ITEMS:

********************

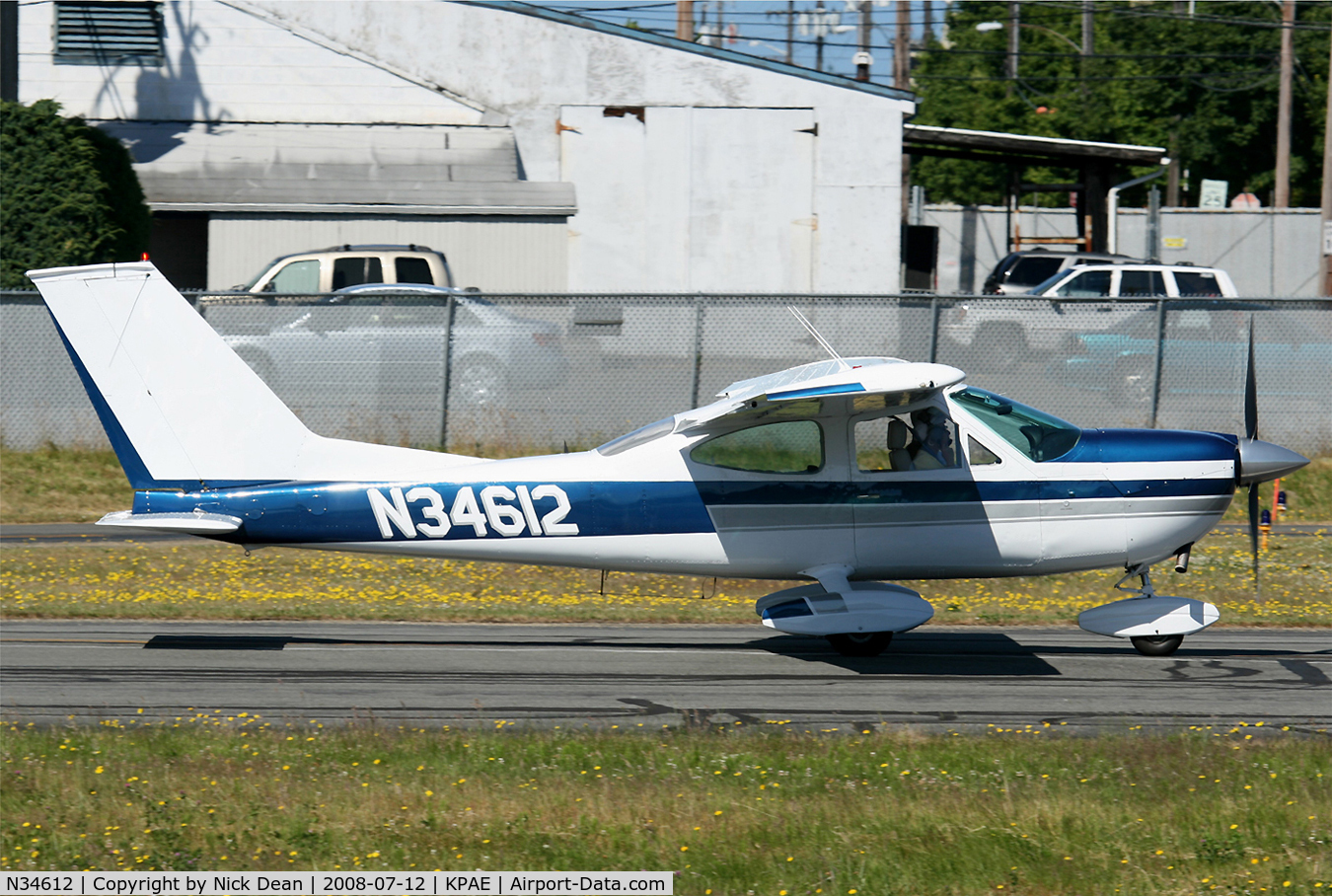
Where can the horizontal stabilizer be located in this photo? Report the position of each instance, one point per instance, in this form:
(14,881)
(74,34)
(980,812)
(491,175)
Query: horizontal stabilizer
(194,523)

********************

WHAT TO WORK ON:
Reproduce the records above word for word, leaving out the pictures.

ANSWER FOR THE TASK:
Where can the horizontal stabilizer be located in this photo? Report the position of each instance, one point per instance, in this form:
(14,881)
(74,34)
(980,812)
(491,175)
Query: horizontal stabilizer
(194,523)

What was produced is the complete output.